Set exercise |
Collect every line of the data below that contains the word "maple".

+++ Records for the exercise

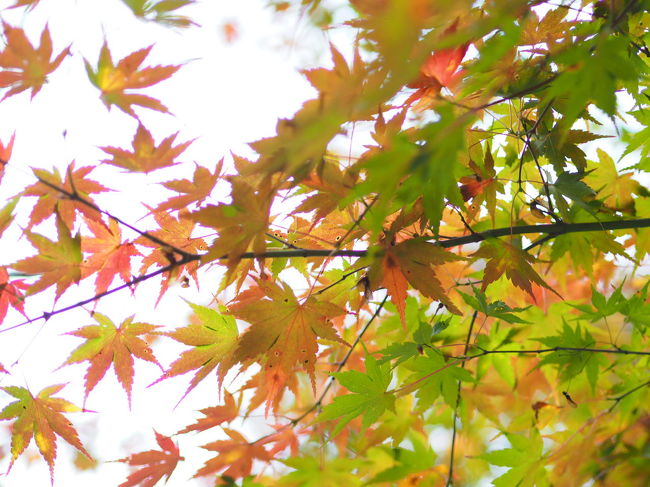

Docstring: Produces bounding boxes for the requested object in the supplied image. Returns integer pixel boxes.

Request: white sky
[0,0,346,487]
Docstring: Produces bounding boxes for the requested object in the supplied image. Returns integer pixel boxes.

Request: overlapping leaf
[177,391,239,435]
[122,0,196,27]
[159,303,238,402]
[135,208,206,300]
[0,22,70,100]
[155,159,223,211]
[194,428,272,479]
[86,43,180,118]
[229,280,345,394]
[117,431,185,487]
[65,313,160,404]
[101,124,192,173]
[11,216,82,299]
[22,161,109,228]
[0,384,90,476]
[472,239,557,298]
[189,178,273,280]
[368,239,461,327]
[0,267,29,324]
[318,355,395,435]
[81,219,140,294]
[0,132,16,182]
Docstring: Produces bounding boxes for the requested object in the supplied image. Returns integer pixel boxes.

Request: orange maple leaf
[0,22,70,100]
[100,124,193,173]
[194,428,272,479]
[9,0,41,11]
[85,42,180,119]
[0,384,91,479]
[81,219,140,294]
[228,280,347,393]
[460,145,503,224]
[0,267,29,323]
[189,177,273,284]
[472,238,562,300]
[155,159,223,212]
[11,215,82,300]
[135,207,207,301]
[0,132,16,181]
[116,431,185,487]
[22,161,110,228]
[368,238,462,328]
[156,303,238,399]
[404,22,469,105]
[176,391,239,435]
[64,313,160,406]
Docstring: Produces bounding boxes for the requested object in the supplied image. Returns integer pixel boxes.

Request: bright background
[0,0,349,487]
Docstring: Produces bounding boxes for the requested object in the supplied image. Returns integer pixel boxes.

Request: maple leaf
[155,159,223,212]
[9,0,41,11]
[194,428,272,479]
[585,149,641,211]
[11,214,82,300]
[292,160,358,226]
[472,238,561,299]
[0,22,70,100]
[0,132,16,181]
[134,207,206,301]
[64,313,160,406]
[189,178,273,284]
[0,384,91,479]
[228,280,346,394]
[368,239,461,328]
[156,303,238,397]
[460,145,503,225]
[0,267,29,323]
[81,219,140,294]
[22,161,110,228]
[176,391,239,435]
[404,21,469,106]
[115,431,185,487]
[122,0,198,27]
[100,124,193,173]
[85,42,180,119]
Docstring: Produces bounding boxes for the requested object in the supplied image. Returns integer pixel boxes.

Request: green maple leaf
[316,355,395,435]
[479,430,549,487]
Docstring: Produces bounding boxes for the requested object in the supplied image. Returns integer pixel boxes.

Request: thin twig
[447,311,478,487]
[249,295,388,445]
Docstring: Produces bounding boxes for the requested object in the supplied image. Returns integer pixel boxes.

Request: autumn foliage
[0,0,650,487]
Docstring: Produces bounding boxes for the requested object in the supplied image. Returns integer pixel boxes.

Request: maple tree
[0,0,650,487]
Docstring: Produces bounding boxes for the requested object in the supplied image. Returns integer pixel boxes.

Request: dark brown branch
[249,295,388,445]
[466,347,650,360]
[233,218,650,259]
[0,255,200,333]
[446,311,478,487]
[28,171,194,257]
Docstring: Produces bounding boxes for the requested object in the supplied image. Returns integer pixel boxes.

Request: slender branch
[233,218,650,259]
[446,311,478,487]
[466,347,650,360]
[249,295,388,445]
[0,254,200,333]
[290,295,388,425]
[28,170,194,257]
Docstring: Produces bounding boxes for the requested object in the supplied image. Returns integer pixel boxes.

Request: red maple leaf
[117,431,185,487]
[404,22,469,105]
[81,218,140,294]
[0,267,29,324]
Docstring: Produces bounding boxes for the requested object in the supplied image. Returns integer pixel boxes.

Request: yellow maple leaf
[85,43,180,118]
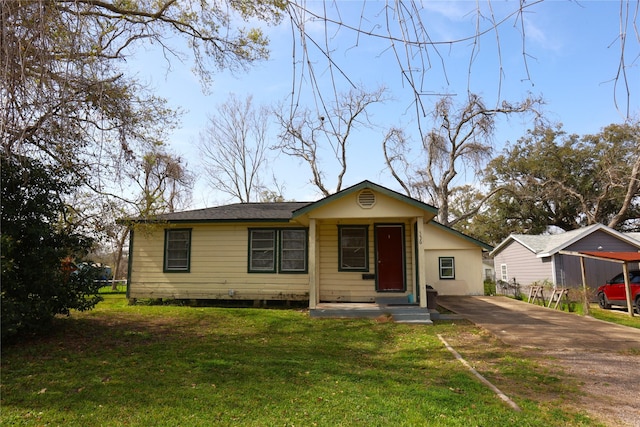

++++++

Written solution |
Request: orange maple leaf
Request: maple leaf
Request: green maple leaf
Request: maple tree
Request: red maple leaf
Request: yellow maple leaf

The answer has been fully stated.